= EXERCISE GOAL =
Return, character for character, the stretch of items from the line containing "[trace] bird head" through the line containing "[[[20,237],[107,238],[107,221],[56,221],[22,223],[18,226]]]", including both of those lines.

= Excerpts from segmentation records =
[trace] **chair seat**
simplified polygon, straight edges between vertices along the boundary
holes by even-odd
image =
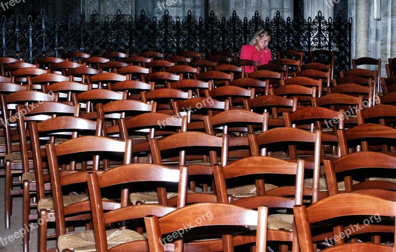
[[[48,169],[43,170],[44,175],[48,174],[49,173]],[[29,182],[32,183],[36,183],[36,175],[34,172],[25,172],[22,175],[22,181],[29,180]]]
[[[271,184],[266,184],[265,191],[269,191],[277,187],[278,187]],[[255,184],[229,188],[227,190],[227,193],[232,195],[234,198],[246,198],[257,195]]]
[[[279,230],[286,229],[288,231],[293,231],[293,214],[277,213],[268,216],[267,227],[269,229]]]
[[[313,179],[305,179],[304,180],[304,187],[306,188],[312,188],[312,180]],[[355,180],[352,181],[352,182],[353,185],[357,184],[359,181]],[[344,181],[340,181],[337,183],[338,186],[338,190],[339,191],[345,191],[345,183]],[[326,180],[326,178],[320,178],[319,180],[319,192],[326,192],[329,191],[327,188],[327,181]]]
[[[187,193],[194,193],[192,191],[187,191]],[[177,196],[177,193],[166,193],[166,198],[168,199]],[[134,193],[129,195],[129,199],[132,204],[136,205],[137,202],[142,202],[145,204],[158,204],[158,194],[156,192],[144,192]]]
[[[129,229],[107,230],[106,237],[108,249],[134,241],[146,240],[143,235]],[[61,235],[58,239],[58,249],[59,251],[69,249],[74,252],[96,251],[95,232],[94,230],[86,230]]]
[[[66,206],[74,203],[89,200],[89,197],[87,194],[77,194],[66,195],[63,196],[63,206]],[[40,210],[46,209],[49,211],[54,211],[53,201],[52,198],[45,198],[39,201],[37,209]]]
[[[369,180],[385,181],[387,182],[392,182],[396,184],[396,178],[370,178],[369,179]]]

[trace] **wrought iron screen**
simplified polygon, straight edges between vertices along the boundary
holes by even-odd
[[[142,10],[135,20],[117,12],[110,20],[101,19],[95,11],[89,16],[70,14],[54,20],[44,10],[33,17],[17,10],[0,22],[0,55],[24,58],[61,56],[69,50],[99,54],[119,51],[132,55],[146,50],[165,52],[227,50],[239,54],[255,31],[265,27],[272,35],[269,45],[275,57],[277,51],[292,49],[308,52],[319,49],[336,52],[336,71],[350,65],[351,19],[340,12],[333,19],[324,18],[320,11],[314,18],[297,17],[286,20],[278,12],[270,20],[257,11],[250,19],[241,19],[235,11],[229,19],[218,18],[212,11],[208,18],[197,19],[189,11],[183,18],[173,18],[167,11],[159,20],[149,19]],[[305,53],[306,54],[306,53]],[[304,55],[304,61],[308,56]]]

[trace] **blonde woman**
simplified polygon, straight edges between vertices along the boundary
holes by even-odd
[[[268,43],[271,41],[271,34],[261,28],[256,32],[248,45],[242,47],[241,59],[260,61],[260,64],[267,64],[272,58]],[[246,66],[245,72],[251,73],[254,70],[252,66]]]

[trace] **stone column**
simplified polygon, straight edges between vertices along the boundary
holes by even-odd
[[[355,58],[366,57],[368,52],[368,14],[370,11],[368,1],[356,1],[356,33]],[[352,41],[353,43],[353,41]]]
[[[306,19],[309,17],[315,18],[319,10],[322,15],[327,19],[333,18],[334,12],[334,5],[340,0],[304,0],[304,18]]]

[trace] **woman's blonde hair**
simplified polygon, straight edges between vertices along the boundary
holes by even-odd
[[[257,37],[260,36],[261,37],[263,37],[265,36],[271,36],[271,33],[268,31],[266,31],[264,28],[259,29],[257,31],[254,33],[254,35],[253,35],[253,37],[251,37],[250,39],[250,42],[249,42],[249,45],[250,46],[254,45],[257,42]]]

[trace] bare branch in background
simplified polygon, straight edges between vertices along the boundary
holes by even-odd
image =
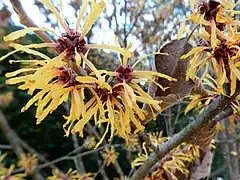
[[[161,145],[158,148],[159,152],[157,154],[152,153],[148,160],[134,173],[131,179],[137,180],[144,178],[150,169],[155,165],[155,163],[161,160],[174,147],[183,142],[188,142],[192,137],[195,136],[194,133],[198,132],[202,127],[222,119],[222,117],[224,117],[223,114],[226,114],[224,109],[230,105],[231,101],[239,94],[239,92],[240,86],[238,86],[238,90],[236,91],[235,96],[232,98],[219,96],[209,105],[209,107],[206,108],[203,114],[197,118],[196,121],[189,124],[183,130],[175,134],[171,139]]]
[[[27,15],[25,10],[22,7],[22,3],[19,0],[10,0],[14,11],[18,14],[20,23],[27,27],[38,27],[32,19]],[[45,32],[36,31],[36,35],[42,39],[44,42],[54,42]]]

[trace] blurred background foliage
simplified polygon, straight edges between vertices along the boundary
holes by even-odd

==

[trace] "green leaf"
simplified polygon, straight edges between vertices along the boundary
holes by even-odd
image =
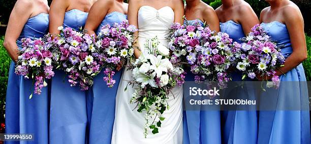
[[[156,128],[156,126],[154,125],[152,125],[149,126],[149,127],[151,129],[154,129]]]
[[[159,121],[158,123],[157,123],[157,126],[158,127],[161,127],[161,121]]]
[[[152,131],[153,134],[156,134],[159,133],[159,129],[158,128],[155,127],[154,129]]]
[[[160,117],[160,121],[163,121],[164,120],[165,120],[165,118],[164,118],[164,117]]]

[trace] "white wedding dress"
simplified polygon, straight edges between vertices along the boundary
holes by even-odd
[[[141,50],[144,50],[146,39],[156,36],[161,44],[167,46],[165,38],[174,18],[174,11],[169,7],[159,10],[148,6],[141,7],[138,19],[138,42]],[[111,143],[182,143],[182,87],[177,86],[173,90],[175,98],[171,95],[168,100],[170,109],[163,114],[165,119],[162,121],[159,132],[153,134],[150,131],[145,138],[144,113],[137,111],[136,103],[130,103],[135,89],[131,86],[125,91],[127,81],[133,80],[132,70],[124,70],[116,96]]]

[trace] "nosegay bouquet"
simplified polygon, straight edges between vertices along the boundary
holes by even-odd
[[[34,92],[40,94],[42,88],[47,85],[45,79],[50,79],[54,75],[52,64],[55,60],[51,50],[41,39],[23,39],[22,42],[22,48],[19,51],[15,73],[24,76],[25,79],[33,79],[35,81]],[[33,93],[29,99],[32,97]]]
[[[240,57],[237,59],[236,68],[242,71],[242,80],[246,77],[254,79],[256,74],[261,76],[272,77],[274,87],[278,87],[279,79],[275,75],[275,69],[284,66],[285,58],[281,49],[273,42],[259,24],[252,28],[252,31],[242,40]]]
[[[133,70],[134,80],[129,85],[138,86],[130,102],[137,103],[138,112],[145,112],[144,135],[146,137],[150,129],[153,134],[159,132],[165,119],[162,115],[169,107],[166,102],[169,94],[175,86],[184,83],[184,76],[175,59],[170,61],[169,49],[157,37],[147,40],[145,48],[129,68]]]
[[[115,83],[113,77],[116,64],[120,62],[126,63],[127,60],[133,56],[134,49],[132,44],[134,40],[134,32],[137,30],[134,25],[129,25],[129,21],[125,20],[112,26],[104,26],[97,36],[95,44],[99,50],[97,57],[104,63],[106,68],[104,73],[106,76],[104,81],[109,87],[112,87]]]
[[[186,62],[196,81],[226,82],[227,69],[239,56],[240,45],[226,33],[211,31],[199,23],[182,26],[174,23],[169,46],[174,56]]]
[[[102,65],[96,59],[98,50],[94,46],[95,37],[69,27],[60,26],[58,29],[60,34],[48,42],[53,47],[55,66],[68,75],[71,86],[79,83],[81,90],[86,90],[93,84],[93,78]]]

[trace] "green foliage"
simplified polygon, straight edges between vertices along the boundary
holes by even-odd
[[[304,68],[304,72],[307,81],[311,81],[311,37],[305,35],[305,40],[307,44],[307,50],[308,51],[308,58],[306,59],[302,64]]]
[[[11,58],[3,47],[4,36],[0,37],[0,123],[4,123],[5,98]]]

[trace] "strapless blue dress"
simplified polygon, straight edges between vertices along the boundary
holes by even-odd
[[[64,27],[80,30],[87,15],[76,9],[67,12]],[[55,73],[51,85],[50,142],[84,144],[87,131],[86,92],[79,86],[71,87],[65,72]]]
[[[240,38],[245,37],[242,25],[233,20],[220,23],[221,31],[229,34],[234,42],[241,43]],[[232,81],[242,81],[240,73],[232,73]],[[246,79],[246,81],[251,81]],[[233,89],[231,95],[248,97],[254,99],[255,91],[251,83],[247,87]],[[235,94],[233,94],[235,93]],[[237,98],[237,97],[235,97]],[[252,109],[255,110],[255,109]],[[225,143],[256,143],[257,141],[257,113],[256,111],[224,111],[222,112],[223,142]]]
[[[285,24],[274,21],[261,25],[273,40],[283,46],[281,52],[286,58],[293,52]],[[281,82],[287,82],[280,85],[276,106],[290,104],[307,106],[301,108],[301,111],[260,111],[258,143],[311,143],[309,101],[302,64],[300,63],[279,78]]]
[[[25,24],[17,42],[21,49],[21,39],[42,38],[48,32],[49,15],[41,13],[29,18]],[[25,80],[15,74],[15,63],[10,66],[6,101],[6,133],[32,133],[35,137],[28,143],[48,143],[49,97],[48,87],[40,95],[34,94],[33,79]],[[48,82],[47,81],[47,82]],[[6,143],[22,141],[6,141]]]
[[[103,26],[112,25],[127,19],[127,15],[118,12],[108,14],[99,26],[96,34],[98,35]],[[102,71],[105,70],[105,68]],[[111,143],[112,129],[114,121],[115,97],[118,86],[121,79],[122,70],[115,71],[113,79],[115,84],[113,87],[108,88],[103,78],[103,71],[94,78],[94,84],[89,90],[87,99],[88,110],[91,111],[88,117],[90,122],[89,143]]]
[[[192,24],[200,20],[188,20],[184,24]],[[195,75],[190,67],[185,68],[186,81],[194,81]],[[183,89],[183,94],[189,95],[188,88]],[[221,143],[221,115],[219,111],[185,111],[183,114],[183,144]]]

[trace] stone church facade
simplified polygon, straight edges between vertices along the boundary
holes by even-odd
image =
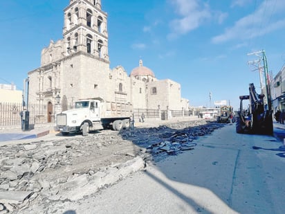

* * *

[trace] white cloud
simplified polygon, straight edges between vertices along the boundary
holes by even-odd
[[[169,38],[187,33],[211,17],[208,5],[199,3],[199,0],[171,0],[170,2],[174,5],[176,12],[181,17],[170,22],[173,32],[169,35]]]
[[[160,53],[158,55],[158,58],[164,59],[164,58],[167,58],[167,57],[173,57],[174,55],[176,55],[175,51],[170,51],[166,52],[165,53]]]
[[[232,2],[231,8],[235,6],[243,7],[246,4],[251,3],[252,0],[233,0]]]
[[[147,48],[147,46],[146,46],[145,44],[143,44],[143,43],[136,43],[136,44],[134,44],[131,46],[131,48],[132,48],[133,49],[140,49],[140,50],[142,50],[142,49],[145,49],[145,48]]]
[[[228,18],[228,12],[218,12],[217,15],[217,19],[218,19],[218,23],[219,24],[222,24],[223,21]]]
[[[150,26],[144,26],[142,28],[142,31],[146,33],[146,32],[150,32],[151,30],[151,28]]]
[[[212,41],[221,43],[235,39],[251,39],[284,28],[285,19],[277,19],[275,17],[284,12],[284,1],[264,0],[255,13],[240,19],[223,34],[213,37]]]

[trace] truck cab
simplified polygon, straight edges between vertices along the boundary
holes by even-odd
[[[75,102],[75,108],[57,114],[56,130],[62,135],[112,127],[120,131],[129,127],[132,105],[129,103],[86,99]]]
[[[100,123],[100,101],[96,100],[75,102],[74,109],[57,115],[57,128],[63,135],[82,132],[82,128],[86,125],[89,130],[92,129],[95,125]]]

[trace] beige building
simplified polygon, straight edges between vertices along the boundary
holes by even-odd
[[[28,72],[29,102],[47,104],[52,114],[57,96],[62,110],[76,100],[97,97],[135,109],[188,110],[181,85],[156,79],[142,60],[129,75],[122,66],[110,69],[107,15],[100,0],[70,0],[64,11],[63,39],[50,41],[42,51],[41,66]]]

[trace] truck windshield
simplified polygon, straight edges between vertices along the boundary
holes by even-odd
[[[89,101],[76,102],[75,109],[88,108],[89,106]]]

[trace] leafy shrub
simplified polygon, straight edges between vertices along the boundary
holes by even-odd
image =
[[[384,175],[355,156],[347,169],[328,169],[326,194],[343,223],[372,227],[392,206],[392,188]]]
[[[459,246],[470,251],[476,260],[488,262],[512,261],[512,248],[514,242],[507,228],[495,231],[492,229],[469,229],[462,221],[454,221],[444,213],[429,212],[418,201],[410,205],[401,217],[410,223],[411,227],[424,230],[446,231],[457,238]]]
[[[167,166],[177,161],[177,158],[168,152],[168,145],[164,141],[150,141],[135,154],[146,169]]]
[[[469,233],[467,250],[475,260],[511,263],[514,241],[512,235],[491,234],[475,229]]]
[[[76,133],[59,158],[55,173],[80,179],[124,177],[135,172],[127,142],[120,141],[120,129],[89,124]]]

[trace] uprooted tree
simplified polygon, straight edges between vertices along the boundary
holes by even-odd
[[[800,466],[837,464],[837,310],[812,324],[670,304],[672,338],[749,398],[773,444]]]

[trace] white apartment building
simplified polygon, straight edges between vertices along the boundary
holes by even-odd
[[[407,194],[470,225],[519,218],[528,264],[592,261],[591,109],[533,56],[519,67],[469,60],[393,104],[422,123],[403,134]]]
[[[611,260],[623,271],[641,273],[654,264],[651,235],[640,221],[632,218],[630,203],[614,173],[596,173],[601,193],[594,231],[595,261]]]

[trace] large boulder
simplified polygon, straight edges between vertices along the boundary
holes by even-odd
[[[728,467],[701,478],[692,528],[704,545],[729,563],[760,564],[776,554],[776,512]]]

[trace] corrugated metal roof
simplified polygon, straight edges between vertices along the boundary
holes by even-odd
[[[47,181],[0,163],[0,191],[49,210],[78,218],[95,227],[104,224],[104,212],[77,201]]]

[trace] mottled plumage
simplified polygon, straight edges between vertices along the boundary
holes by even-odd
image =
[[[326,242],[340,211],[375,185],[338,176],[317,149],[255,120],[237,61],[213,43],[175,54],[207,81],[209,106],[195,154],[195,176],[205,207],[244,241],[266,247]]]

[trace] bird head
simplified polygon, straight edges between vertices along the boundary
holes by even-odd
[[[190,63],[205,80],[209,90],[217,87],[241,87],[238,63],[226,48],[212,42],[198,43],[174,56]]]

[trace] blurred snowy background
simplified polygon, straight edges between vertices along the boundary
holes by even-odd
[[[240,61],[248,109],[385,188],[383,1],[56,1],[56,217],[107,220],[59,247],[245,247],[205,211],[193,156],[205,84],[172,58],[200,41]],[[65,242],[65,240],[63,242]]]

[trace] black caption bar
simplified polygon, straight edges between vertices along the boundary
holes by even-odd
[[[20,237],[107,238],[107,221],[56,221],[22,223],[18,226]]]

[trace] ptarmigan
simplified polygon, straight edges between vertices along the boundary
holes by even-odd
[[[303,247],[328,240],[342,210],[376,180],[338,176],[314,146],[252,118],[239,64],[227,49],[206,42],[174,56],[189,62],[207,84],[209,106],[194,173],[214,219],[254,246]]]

= SOLUTION =
[trace] bird head
simplified polygon, straight edges between vertices along the boundary
holes by even-odd
[[[190,63],[205,80],[209,90],[217,87],[241,87],[238,63],[226,48],[212,42],[198,43],[174,56]]]

[trace] blurred snowy background
simplified polygon, straight edges between vertices along the boundary
holes by even-odd
[[[240,61],[248,109],[385,188],[383,1],[56,1],[56,217],[107,220],[59,247],[245,247],[205,211],[193,156],[205,84],[172,58],[200,41]],[[65,242],[65,240],[63,242]]]

[trace] black caption bar
simplified polygon, straight edges between vertices along the boundary
holes by even-odd
[[[20,237],[107,238],[107,221],[56,221],[22,223],[18,226]]]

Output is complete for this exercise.